Selected excerpt:
########################################
OUR VIEW: Get on with infrastructure work


Herald & Review editorial board

The discussion about the United States’ crumbling infrastructure has been going on for decades. We’re long past the time to get on with the work.

Can we nitpick over the amount of money committed to the infrastructure agreement? Certainly. But had we quibbled more over the trillions spent (and yet to be spent) on 20 years of military action in Afghanistan, we might be in a very different world today.

Americans have an interesting relationship with infrastructure spending. We generally agree that it needs to be done. When we see the end results of any building, we’re generally content and sometimes even impressed.

But Americans also really dislike the idea of paying for that work. That dissent is curious

Some citizens see state dollars spent on local projects they find frivolous and they see the very definition of a boondoggle. But one person’s pork barrel project is another person’s community improvement. As we’ve asked in this space for years, “Would you rather see that money go to Chicago?”

Those asking that question aren’t wrong. But that’s not the debate we’re having now.
########################################
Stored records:
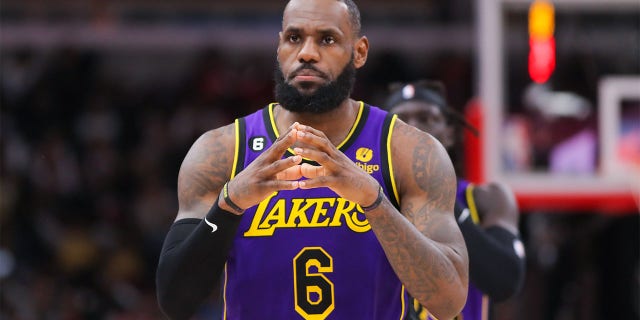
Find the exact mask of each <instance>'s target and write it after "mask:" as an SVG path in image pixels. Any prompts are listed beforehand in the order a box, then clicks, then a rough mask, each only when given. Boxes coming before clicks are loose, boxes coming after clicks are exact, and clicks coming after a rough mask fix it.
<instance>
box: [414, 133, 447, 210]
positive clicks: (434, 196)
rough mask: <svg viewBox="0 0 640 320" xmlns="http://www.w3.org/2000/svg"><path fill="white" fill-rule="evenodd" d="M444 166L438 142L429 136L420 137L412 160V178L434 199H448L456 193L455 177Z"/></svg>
mask: <svg viewBox="0 0 640 320" xmlns="http://www.w3.org/2000/svg"><path fill="white" fill-rule="evenodd" d="M444 165H445V163H444V162H443V159H442V157H441V149H440V146H438V145H436V140H435V139H434V138H431V137H429V136H427V135H421V136H419V137H418V141H417V143H416V147H415V148H414V151H413V155H412V158H411V170H412V172H413V174H412V176H413V177H414V179H415V183H416V184H417V185H418V186H419V187H420V189H422V190H424V191H425V192H427V193H428V194H429V197H430V198H432V199H438V200H441V199H446V198H447V195H450V194H451V193H452V192H455V190H454V189H453V188H454V186H455V176H452V175H451V171H450V168H445V166H444Z"/></svg>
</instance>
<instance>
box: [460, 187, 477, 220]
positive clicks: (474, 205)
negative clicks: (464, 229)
mask: <svg viewBox="0 0 640 320" xmlns="http://www.w3.org/2000/svg"><path fill="white" fill-rule="evenodd" d="M473 188H474V186H473V184H472V183H470V184H469V185H468V186H467V189H466V190H465V193H464V195H465V197H466V198H467V205H468V206H469V213H470V214H471V220H472V221H473V223H475V224H478V223H480V215H479V214H478V208H477V207H476V201H475V200H474V199H473Z"/></svg>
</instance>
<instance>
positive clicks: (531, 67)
mask: <svg viewBox="0 0 640 320" xmlns="http://www.w3.org/2000/svg"><path fill="white" fill-rule="evenodd" d="M554 28H555V20H554V7H553V4H552V3H551V2H549V1H546V0H535V1H533V3H531V6H530V7H529V76H530V77H531V80H533V81H534V82H536V83H545V82H546V81H547V80H549V77H551V74H552V73H553V70H554V69H555V66H556V40H555V38H554V37H553V31H554Z"/></svg>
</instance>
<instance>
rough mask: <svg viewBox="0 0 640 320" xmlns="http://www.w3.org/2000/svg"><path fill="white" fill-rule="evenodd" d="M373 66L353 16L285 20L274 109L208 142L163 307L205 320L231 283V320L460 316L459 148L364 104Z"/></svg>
mask: <svg viewBox="0 0 640 320" xmlns="http://www.w3.org/2000/svg"><path fill="white" fill-rule="evenodd" d="M368 50H369V42H368V40H367V38H366V37H364V36H361V35H360V14H359V11H358V8H357V7H356V5H355V4H354V3H353V2H352V1H351V0H291V1H289V2H288V4H287V5H286V7H285V10H284V15H283V19H282V31H281V33H280V35H279V44H278V51H277V61H278V68H277V71H276V76H275V80H276V88H275V96H276V100H277V103H271V104H269V105H267V106H266V107H264V108H263V109H262V110H259V111H257V112H255V113H253V114H250V115H248V116H246V117H243V118H241V119H237V120H236V121H235V122H234V123H233V124H230V125H227V126H224V127H221V128H218V129H214V130H211V131H209V132H207V133H205V134H204V135H202V136H201V137H200V138H199V139H198V140H197V141H196V142H195V143H194V145H193V146H192V147H191V149H190V151H189V152H188V154H187V155H186V157H185V159H184V161H183V163H182V167H181V169H180V174H179V177H178V198H179V205H180V207H179V211H178V215H177V217H176V221H175V223H174V224H173V225H172V226H171V228H170V230H169V232H168V234H167V236H166V239H165V243H164V246H163V249H162V252H161V257H160V260H159V264H158V270H157V276H156V282H157V291H158V299H159V304H160V306H161V309H162V310H163V312H164V313H165V314H166V315H167V316H168V317H169V318H172V319H186V318H189V317H190V316H191V315H192V314H193V313H194V312H195V311H196V310H197V309H198V307H199V305H200V304H201V303H202V302H203V300H204V299H206V298H207V297H208V296H210V294H211V293H212V290H213V288H214V287H215V286H216V282H217V280H218V279H220V275H221V273H222V274H223V277H222V278H223V279H224V280H223V281H224V283H223V285H222V287H223V288H224V289H223V298H224V310H223V318H224V319H252V320H253V319H278V320H281V319H287V320H289V319H349V320H351V319H367V320H372V319H373V320H375V319H380V320H388V319H407V318H408V316H409V309H410V306H411V303H412V301H411V300H410V295H411V296H413V297H415V298H416V299H417V300H418V301H419V302H420V303H421V304H422V305H424V306H426V308H428V309H429V311H430V312H431V313H433V314H434V315H435V316H437V317H438V318H440V319H450V318H451V317H453V316H455V315H456V314H458V313H459V312H460V310H461V309H462V306H463V304H464V301H465V298H466V294H467V286H468V257H467V252H466V246H465V244H464V238H463V237H462V234H461V233H460V230H459V228H458V226H457V224H456V221H455V217H454V214H453V208H454V203H455V193H456V178H455V170H454V168H453V165H452V163H451V160H450V158H449V156H448V155H447V153H446V150H445V149H444V148H443V146H442V145H441V144H440V143H439V142H438V141H437V140H436V139H434V138H433V137H431V136H430V135H428V134H426V133H424V132H422V131H420V130H417V129H416V128H414V127H411V126H408V125H407V124H405V123H403V122H402V121H399V120H397V117H395V116H392V115H391V114H388V113H387V112H385V111H383V110H381V109H379V108H376V107H373V106H370V105H368V104H365V103H364V102H361V101H355V100H353V99H351V98H350V94H351V90H352V87H353V84H354V80H355V72H356V69H358V68H360V67H362V66H363V65H364V64H365V62H366V60H367V54H368Z"/></svg>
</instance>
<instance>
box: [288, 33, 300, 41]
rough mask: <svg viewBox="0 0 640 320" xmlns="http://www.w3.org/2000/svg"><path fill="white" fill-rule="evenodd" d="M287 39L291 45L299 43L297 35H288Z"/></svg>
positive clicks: (299, 36)
mask: <svg viewBox="0 0 640 320" xmlns="http://www.w3.org/2000/svg"><path fill="white" fill-rule="evenodd" d="M288 39H289V42H291V43H297V42H299V41H300V36H299V35H297V34H290V35H289V36H288Z"/></svg>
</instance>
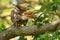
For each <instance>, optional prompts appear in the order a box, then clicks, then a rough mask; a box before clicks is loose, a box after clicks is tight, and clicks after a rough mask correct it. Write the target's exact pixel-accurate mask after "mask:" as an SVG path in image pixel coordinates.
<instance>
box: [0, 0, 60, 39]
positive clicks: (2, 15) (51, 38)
########################################
Tasks for this exercise:
A. Please list every place named in the infrastructure editorial.
B. Continue the infrastructure editorial after its final sentence.
The records have nothing to do with the infrastructure editorial.

Outputs for the tasks:
A. United States, Afghanistan, Chicago

B.
The bottom line of the debate has to be an agreement that the infrastructure bill benefits all Americans. And if it benefits someone in South Dakota at the expense of a Californian, well, thanks everybody. We are trying to live in a society internally and in a changing world. If we want to show the world that the United States still matches all the positives we were projecting in 1960, this infrastructure bill puts that idea on the fast track. (No pun intended.)

Remember, the finances of infrastructure are circuitous yet ongoing. Better roads mean improved commerce. A farmer uses the road to get his crops to the next place they need to be, and goods made from those crops can be on a grocery store shelf within hours. To be purchased by people using the store as middle man. Each of those steps includes jobs people must fill.

Other portions of the bill will address long-term issues such as broadband and the electrical grid. Interstates and some bridges in the United States are in poor condition. Water/sewer systems and public transport are dismal in some places. This is a concern for both life and quality of life.

The perception of the infrastructure agreement must be changed from implementing a socialist agenda to what it actually would be – the United States’ long overdue reward to itself, a plan that can improve lives.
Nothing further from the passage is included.